EXERCISE BRIEF —
The data below is to be returned in full and exactly.

————————

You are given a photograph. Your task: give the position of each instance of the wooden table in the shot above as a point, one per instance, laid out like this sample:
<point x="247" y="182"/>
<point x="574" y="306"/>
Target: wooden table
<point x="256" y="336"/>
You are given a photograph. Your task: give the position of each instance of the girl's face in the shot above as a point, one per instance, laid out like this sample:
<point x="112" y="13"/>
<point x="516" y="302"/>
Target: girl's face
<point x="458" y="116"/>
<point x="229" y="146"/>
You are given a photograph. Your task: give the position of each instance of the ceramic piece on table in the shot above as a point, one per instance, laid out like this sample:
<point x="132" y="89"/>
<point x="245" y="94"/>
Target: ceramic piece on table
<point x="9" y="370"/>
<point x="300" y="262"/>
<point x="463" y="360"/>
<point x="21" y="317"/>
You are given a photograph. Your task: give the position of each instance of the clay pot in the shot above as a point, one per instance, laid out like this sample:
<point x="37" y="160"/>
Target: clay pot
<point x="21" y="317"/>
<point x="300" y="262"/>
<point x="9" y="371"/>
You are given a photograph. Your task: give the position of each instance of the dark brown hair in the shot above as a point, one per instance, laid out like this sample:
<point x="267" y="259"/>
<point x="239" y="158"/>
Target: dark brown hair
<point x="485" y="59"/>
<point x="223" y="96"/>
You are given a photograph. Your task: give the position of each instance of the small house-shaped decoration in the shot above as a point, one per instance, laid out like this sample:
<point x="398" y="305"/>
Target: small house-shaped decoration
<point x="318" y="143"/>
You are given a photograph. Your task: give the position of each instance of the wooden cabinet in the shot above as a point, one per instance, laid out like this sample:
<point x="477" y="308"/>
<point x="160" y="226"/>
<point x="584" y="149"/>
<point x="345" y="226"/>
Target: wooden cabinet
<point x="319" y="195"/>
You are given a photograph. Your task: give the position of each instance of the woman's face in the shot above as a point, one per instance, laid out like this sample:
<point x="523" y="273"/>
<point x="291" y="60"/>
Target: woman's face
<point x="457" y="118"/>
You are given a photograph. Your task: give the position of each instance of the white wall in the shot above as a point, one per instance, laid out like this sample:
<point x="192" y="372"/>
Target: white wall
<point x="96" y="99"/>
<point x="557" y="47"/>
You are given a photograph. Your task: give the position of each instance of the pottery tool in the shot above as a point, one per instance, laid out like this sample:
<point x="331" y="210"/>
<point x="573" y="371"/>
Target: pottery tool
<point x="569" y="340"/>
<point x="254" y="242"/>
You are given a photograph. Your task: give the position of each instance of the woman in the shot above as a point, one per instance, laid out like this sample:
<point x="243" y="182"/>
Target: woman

————————

TASK ANSWER —
You are given a photograph. Your task: give the position of each instance of the wooden table in the shot above as a point, one per instance, laid out like this sample:
<point x="247" y="182"/>
<point x="574" y="306"/>
Target: wooden table
<point x="256" y="336"/>
You are given a photograph. Your task: give the position of each instance of the girl's face in the shot above as a point, one per instance, laid out like this sample:
<point x="112" y="13"/>
<point x="516" y="302"/>
Target: girl's face
<point x="458" y="116"/>
<point x="229" y="146"/>
You are given a photograph. Your task: give the position of each instance of the ceramic piece on table in the shot above as a point, one per instance, laid out like this sample:
<point x="132" y="89"/>
<point x="245" y="94"/>
Target: ceramic piece on table
<point x="9" y="370"/>
<point x="300" y="262"/>
<point x="463" y="360"/>
<point x="21" y="317"/>
You are given a photograph. Your task: give the position of each instance of the clay pot in the shot above as a point, one per instance, laid out like this sample:
<point x="37" y="160"/>
Target: clay pot
<point x="21" y="317"/>
<point x="300" y="262"/>
<point x="9" y="371"/>
You are given a photograph. Your task: give the position of each instance of the dark brown hair in the shot above as a point, one per instance, laid out like this sample:
<point x="267" y="259"/>
<point x="239" y="158"/>
Target: dark brown hair
<point x="485" y="59"/>
<point x="223" y="96"/>
You are given a photograph. Your task: give the position of each instance of the small house-shaped decoration in the shot above as a point, one per instance, laid out like this sample:
<point x="398" y="305"/>
Target: small house-shaped decoration
<point x="318" y="143"/>
You are given a photograph. Your task: give the position of each instance of the wooden cabinet in the shot above as a point, one per instance, laid out like this sample:
<point x="477" y="308"/>
<point x="160" y="226"/>
<point x="584" y="149"/>
<point x="345" y="226"/>
Target: wooden cabinet
<point x="319" y="195"/>
You are given a photograph. Your task: give the position of each instance of the woman's face in the shot above as a point, one per instance, laid out like this sample:
<point x="523" y="273"/>
<point x="291" y="60"/>
Target: woman's face
<point x="457" y="118"/>
You are given a photograph. Your task: give the position of each instance of the white wall in the shot above as a point, one per instance, laid out like this sample:
<point x="192" y="372"/>
Target: white wall
<point x="96" y="99"/>
<point x="557" y="47"/>
You are given a photograph. Your task: give the position of each instance of the pottery tool in the shot above as a point, one per instance, laid out like this sample:
<point x="331" y="210"/>
<point x="573" y="371"/>
Target: pottery tool
<point x="569" y="340"/>
<point x="254" y="242"/>
You are given a photograph. Your task: give the position of each instance of the woman in the shot above as a point, one per instance, laid out like this sample:
<point x="243" y="182"/>
Target: woman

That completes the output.